What is being asked
Scale down the records below, starting with the line that contains "Surveillance review: pinpoint the hazy" and going on through the end of the records. Reproduce only those lines, requests included, with every bounding-box coordinate in the answers multiplied by 0.25 and rounded to the nearest whole number, halves rounded up.
---*---
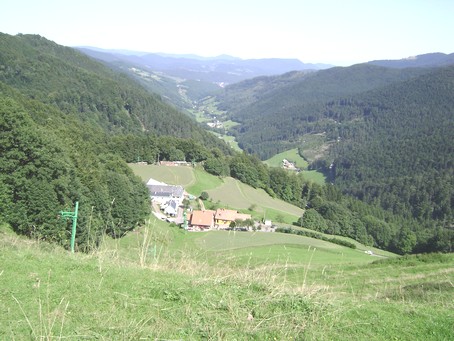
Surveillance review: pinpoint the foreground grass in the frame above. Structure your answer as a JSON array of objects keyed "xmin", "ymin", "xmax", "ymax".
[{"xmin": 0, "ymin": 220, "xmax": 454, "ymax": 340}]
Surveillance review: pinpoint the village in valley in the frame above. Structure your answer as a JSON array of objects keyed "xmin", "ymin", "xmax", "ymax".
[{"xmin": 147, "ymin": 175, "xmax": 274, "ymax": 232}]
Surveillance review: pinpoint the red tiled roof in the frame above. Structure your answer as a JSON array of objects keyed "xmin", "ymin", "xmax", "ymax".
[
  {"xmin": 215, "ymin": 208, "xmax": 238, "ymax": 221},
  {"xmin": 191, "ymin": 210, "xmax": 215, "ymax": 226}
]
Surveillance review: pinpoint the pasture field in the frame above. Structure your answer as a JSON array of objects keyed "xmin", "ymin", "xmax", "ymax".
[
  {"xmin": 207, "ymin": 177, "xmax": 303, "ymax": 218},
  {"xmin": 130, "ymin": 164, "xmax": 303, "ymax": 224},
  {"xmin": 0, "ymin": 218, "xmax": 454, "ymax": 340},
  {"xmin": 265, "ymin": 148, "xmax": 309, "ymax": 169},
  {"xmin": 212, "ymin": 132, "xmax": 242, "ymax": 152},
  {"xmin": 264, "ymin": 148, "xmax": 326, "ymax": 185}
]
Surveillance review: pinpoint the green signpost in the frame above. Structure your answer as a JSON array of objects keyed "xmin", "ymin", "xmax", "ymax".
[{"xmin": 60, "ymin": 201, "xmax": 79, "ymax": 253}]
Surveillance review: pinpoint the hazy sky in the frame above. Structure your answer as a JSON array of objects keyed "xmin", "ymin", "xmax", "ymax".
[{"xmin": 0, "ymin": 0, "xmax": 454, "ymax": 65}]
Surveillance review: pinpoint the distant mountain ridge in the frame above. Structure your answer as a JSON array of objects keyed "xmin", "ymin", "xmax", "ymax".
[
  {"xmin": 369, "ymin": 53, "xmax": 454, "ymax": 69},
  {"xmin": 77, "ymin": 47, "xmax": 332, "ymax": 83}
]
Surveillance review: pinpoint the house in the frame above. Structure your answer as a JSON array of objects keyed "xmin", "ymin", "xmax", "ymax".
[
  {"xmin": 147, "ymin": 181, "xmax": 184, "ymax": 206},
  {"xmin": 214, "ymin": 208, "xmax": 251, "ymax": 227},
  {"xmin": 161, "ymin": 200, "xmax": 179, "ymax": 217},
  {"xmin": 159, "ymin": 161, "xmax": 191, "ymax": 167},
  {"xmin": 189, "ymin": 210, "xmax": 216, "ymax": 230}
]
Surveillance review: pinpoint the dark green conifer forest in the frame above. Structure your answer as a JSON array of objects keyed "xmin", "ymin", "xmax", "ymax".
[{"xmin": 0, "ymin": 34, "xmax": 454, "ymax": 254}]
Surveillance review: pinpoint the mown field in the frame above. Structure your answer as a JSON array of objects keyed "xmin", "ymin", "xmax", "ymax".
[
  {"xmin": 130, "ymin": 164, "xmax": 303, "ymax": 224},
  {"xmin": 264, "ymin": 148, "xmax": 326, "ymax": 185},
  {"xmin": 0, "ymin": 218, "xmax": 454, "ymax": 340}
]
---*---
In response
Surveillance review: pinpoint the hazy sky in the frame above. Structure your answer as a JSON array of objects keyed "xmin", "ymin", "xmax", "ymax".
[{"xmin": 0, "ymin": 0, "xmax": 114, "ymax": 16}]
Surveillance review: pinpoint the distant mountain ridge in the frame above. Structure your answer as a JSON array of objects keyed "xmin", "ymin", "xmax", "ymax".
[
  {"xmin": 92, "ymin": 13, "xmax": 114, "ymax": 17},
  {"xmin": 19, "ymin": 12, "xmax": 83, "ymax": 21}
]
Surveillance review: pinpoint the house in the frame above. Structure your answer as a JSON array of objects keyed "xmin", "ymin", "xmax", "ymax".
[
  {"xmin": 37, "ymin": 45, "xmax": 46, "ymax": 52},
  {"xmin": 54, "ymin": 52, "xmax": 63, "ymax": 57},
  {"xmin": 40, "ymin": 50, "xmax": 45, "ymax": 54},
  {"xmin": 40, "ymin": 40, "xmax": 48, "ymax": 42},
  {"xmin": 47, "ymin": 53, "xmax": 54, "ymax": 58}
]
Surveillance review: pinpoint the dark green conifer forest in the frame above. Structure your answer as a JSON array of objects keyed "xmin", "ymin", "xmax", "ymax".
[{"xmin": 0, "ymin": 9, "xmax": 114, "ymax": 64}]
Surveillance review: pinpoint the mown field in the frame above. Structure your answer as a JSON array of objects keyed "xmin", "ymin", "xmax", "ymax".
[
  {"xmin": 33, "ymin": 41, "xmax": 76, "ymax": 56},
  {"xmin": 66, "ymin": 37, "xmax": 82, "ymax": 46},
  {"xmin": 0, "ymin": 55, "xmax": 114, "ymax": 85}
]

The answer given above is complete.